#### Exercise description
Before you finish, make sure each line of the records has been retyped exactly.

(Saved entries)
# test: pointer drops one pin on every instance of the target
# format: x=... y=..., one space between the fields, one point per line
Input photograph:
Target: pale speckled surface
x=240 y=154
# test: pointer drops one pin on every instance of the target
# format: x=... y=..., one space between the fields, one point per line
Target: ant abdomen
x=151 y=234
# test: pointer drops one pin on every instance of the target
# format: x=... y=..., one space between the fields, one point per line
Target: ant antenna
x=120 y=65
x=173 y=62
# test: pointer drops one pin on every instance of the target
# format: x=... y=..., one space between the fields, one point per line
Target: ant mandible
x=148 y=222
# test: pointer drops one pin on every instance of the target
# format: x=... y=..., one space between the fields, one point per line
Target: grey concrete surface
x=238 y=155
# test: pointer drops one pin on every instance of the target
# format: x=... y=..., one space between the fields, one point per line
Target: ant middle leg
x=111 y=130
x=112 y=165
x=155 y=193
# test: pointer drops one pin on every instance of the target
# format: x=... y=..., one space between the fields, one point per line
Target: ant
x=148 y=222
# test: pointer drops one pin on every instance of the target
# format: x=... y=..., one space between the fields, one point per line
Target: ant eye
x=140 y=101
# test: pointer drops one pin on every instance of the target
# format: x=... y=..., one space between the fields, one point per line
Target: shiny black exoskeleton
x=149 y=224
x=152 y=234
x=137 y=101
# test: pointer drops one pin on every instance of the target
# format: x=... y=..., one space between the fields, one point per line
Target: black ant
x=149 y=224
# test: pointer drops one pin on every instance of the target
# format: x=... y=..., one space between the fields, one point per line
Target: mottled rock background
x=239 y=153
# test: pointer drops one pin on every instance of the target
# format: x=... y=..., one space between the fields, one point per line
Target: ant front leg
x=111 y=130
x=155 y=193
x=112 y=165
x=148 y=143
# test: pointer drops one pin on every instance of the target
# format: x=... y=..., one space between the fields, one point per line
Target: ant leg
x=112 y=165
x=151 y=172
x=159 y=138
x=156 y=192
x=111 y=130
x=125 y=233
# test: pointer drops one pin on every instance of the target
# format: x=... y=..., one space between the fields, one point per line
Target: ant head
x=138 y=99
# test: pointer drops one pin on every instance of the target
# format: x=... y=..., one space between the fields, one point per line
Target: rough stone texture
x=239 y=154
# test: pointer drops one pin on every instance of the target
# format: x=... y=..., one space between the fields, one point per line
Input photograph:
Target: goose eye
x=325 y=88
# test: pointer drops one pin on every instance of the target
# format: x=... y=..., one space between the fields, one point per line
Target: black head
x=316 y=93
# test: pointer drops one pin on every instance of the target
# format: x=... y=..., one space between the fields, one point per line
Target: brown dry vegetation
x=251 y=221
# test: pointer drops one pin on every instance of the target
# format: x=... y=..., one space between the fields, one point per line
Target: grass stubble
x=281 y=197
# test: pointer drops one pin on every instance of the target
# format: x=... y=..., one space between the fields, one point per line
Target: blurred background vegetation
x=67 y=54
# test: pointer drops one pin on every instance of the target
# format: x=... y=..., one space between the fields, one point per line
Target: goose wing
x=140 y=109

#### Response to this task
# test: pointer drops one pin on every instance of the target
# format: x=... y=..., one space between the fields, one point per line
Input photograph:
Target: pale speckled surface
x=240 y=154
# test: pointer drops one pin on every instance of the target
# format: x=... y=..., one space between the fields, one point per line
Target: ant abdomen
x=151 y=234
# test: pointer drops one pin on every instance of the target
# format: x=... y=..., one space between the fields, one point per line
Target: ant antenna
x=120 y=65
x=173 y=62
# test: pointer drops one pin on every instance of the target
# format: x=... y=..., one space between the fields, one point per line
Target: ant mandible
x=148 y=222
# test: pointer drops one pin on every instance of the target
# format: x=... y=..., one space between the fields, one point per line
Target: grey concrete surface
x=238 y=155
# test: pointer drops one pin on every instance of the target
# format: x=... y=..., one space between the fields, one point per line
Target: ant middle leg
x=111 y=130
x=112 y=165
x=155 y=193
# test: pointer drops one pin on every instance of the target
# format: x=... y=..., one space between the fields, one point per line
Target: ant
x=148 y=222
# test: pointer drops one pin on every instance of the target
# format: x=... y=..., one space between the fields, one point per line
Target: ant eye
x=140 y=101
# test: pointer drops one pin on every instance of the target
# format: x=... y=..., one space between the fields, one point per line
Target: shiny black exoskeleton
x=149 y=224
x=152 y=234
x=137 y=101
# test: pointer drops one pin on every instance of the target
# format: x=... y=..., one space between the fields, one point per line
Target: black ant
x=149 y=224
# test: pointer drops one pin on every instance of the target
# format: x=... y=..., one space between the fields, one point per line
Target: mottled rock background
x=239 y=153
# test: pointer drops one pin on every instance of the target
# format: x=... y=..., one space between the fields, one point per line
Target: ant front leg
x=111 y=130
x=155 y=193
x=112 y=165
x=148 y=143
# test: pointer drops one pin on every instance of the target
# format: x=... y=..., one space between the fields, one point per line
Target: ant leg
x=112 y=165
x=151 y=172
x=159 y=138
x=156 y=192
x=111 y=130
x=125 y=233
# test: pointer drops one pin on every instance of the target
# format: x=... y=..., one space between the fields, one point per line
Target: ant head
x=138 y=99
# test: pointer drops one pin on every instance of the target
# format: x=... y=..., one space between the fields, one point per line
Target: rough stone texture
x=239 y=154
# test: pointer drops one pin on every instance of the target
# format: x=... y=..., one space between the fields, one point per line
Input photograph:
Target: goose eye
x=325 y=88
# test: pointer drops one pin on every instance of the target
# format: x=... y=..., one space between the fields, one point per line
Target: black head
x=316 y=93
# test: pointer drops one pin on every instance of the target
# format: x=... y=..., one space between the fields, one point per line
Target: brown dry vegetation
x=251 y=221
# test: pointer drops one pin on every instance of the target
# format: x=... y=..., one space between the fields, one point per line
Target: grass stubble
x=281 y=197
# test: pointer drops one pin on every instance of the target
# format: x=... y=..., one space between the fields, one point per line
Target: blurred background vegetation
x=67 y=54
# test: pointer drops one pin on every instance of the target
# format: x=... y=..., one space between the fields, one point per line
Target: goose wing
x=140 y=109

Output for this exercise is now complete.